_O que fazer_
Transcreva na íntegra a listagem a seguir, reproduzindo literalmente cada linha, do início ao fim.

=== Linhas armazenadas ===

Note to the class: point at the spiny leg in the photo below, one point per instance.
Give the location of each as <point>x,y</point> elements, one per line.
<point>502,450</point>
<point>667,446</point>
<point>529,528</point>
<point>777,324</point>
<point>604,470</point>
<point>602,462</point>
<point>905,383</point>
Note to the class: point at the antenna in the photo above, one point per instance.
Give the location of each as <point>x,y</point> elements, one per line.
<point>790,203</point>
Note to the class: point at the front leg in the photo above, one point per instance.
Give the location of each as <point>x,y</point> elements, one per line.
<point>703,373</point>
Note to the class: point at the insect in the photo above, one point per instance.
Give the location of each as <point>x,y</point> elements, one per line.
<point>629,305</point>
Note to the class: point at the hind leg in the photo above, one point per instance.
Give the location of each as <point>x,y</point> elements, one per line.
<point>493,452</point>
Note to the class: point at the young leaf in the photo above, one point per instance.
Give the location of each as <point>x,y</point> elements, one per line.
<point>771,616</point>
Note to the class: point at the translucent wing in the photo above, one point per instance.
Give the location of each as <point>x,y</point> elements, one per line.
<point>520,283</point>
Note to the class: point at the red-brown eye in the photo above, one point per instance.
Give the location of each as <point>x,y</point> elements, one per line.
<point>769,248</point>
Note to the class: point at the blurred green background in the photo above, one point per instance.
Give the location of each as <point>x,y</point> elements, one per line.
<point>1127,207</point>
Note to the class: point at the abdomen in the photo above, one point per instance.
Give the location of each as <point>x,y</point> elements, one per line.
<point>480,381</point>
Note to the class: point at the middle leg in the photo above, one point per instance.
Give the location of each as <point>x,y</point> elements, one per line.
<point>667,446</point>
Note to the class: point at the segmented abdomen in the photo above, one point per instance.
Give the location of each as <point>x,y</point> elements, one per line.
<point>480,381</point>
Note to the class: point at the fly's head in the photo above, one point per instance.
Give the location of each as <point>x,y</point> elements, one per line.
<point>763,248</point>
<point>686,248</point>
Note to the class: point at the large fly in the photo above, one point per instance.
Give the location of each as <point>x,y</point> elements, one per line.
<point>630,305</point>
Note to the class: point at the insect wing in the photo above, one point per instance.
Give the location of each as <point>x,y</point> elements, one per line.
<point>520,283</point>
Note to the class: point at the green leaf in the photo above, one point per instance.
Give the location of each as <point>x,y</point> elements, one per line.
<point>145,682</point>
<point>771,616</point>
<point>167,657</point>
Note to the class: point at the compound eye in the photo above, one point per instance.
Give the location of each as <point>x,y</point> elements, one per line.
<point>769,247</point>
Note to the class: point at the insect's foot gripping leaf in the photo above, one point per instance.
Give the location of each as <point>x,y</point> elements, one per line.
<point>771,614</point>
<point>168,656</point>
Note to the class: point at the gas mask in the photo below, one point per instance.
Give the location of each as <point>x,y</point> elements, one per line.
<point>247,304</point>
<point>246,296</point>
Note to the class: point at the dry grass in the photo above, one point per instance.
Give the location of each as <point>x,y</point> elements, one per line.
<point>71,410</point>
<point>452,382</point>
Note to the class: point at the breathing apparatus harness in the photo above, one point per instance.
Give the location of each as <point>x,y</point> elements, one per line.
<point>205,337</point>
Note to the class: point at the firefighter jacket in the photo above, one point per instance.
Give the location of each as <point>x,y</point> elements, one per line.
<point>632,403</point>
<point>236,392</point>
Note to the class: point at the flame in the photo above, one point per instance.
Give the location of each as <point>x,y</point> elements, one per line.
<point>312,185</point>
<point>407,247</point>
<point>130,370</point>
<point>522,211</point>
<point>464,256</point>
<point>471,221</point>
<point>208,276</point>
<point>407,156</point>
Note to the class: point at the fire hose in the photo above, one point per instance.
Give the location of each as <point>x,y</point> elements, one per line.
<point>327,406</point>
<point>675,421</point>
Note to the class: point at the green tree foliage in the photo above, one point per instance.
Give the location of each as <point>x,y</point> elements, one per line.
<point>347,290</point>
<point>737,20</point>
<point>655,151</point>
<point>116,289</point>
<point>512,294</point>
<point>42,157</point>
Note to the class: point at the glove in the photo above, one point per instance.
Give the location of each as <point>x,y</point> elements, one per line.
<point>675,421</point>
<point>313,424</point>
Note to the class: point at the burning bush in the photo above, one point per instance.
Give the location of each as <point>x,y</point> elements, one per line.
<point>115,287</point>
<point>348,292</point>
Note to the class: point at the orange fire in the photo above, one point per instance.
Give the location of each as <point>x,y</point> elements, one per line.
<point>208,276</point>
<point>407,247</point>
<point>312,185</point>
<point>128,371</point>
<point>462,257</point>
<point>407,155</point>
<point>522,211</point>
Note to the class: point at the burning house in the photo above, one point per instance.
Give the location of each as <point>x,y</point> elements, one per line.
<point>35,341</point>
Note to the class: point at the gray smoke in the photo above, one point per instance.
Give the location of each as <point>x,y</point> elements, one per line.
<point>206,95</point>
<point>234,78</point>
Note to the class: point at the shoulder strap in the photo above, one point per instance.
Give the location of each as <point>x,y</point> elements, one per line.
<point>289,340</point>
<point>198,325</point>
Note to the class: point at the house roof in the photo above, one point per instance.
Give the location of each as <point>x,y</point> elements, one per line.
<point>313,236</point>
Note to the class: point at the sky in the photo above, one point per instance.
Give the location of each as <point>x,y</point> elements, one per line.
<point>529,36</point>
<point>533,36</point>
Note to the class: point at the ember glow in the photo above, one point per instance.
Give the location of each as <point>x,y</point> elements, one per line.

===

_Resposta abaixo_
Note to the class: point at the spiny leg in the photo below, one point per instance.
Give the location of each as <point>x,y</point> elements, one per line.
<point>502,450</point>
<point>667,446</point>
<point>529,528</point>
<point>777,324</point>
<point>604,470</point>
<point>602,462</point>
<point>905,383</point>
Note to the class: point at the antenna in the photo above, one point per instance.
Give the location of each as <point>x,y</point> elements, one per line.
<point>790,203</point>
Note to the class: point at the front leg in the photo above, one point per instance.
Give the location of each as <point>x,y</point> elements, one per line.
<point>703,373</point>
Note to the class: point at the insect in the photo above, one point per instance.
Give the location of each as <point>x,y</point> elements, one per line.
<point>629,305</point>
Note to the class: point at the hind leg in the photo above, one point per instance.
Give the location of each as <point>x,y</point> elements, one per line.
<point>493,452</point>
Note to the class: point at the young leaf in the photo above, one point per instance.
Give the location of each as <point>x,y</point> elements, one per line.
<point>771,616</point>
Note to the class: point at the translucent wing in the photo above, one point per instance.
Give the location of each as <point>x,y</point> elements, one per line.
<point>520,283</point>
Note to the class: point at the red-brown eye in the photo above, one point per instance.
Give the location of each as <point>x,y</point> elements, one per line.
<point>769,248</point>
Note to the class: point at the blurred green background in the photo above, one point per instance.
Give the location of each as <point>x,y</point> elements, one per line.
<point>1127,207</point>
Note to the class: point at the abdomen in the photo above, one point per instance.
Give the location of each as <point>x,y</point> elements, one per line.
<point>480,381</point>
Note to the class: point at the middle leg in the photo above, one point per instance.
Give the location of each as <point>x,y</point> elements, one per line.
<point>667,446</point>
Note to the class: point at the segmented abdomen in the photo above, one point per instance.
Give the location of each as <point>x,y</point> elements, one per line.
<point>480,381</point>
Note to the class: point at the fly's head in the photo above, one point per instance.
Give the location of each as <point>x,y</point> elements, one per line.
<point>763,248</point>
<point>686,248</point>
Note to the class: point at the large fly in the photo above, one point per instance.
Give the location of each as <point>x,y</point> elements, one per line.
<point>630,305</point>
Note to the class: point at the insect wing in the photo above, one point per instance.
Give the location of each as <point>x,y</point> elements, one per line.
<point>520,283</point>
Note to the class: point at the green leaf in the photo above, one point per instance.
Give the location of each as <point>x,y</point> elements, one per line.
<point>145,682</point>
<point>771,616</point>
<point>167,657</point>
Note to the class: point at the compound eye in the photo above, one point per instance.
Give the location of each as <point>x,y</point> elements, one per line.
<point>769,247</point>
Note to the class: point at the insect's foot gripping leaf in the photo above, one point per instance.
Give the location of each as <point>x,y</point> elements, one per line.
<point>771,614</point>
<point>168,656</point>
Note to the class: point at the gas mask in the photo below, one point per instance.
Give the location of each as <point>x,y</point> elements, one per line.
<point>247,304</point>
<point>246,296</point>
Note to the class: point at the dry grass in the photo above, one point per instance.
Give the location of each as <point>x,y</point> elements, one per line.
<point>71,410</point>
<point>452,382</point>
Note to the class: point at the breathing apparatus harness in the photo above, one point per instance.
Give the location of each as <point>x,y</point> elements, one per line.
<point>205,337</point>
Note to the class: point at the firefighter jacket in the photo above, one point per instance.
Give the location of each as <point>x,y</point> elements, one per line.
<point>632,403</point>
<point>236,392</point>
Note to the class: point at the flame in the photo above, one point per instance.
Give the location of each as <point>x,y</point> elements, one per line.
<point>312,185</point>
<point>407,247</point>
<point>130,370</point>
<point>522,211</point>
<point>464,256</point>
<point>471,221</point>
<point>208,276</point>
<point>407,156</point>
Note to the class: point at the fire hose in the photo above, one point per instance.
Give the location of each as <point>x,y</point> elements, one per line.
<point>327,406</point>
<point>675,421</point>
Note to the class: point at the green tree foliage in the photo above, one point per instance.
Give the location of each as <point>x,y</point> elements, one per line.
<point>347,290</point>
<point>737,20</point>
<point>655,151</point>
<point>116,289</point>
<point>512,294</point>
<point>42,157</point>
Note to the class: point at the glove in the photo above, one point per instance.
Give the location of each as <point>x,y</point> elements, one per line.
<point>675,421</point>
<point>313,424</point>
Note to the class: point at the burning bush in the photo above, one point per instance.
Give the location of each as <point>x,y</point> elements, one per line.
<point>115,287</point>
<point>348,292</point>
Note to the class: point at the orange fire in the photo above, one point per instance.
Give the location of each as <point>x,y</point> elements, one per line.
<point>208,276</point>
<point>407,247</point>
<point>312,185</point>
<point>128,371</point>
<point>462,257</point>
<point>407,155</point>
<point>522,211</point>
Note to the class: point at the burning house in the photo above, one point per instance.
Give the location of each as <point>x,y</point> elements, one per line.
<point>35,341</point>
Note to the class: point at the gray smoke in the photo above, one point per instance.
Give the location of each as <point>x,y</point> elements, one per line.
<point>206,95</point>
<point>234,78</point>
Note to the class: point at the shoulder strap in the photo above, one point per instance.
Give the location of each as <point>x,y</point> elements, one per line.
<point>289,340</point>
<point>198,325</point>
Note to the class: point at the house roof in the photo above, one point per instance.
Give the location of each as <point>x,y</point> elements, one per line.
<point>313,236</point>
Note to the class: point at the sky in the photo above, one point per instance.
Give the location of each as <point>x,y</point> elements, one per line.
<point>529,36</point>
<point>533,36</point>
Note to the class: point at the ember glow in the photo above, one point per instance.
Give the location of each as <point>x,y</point> elements, one per line.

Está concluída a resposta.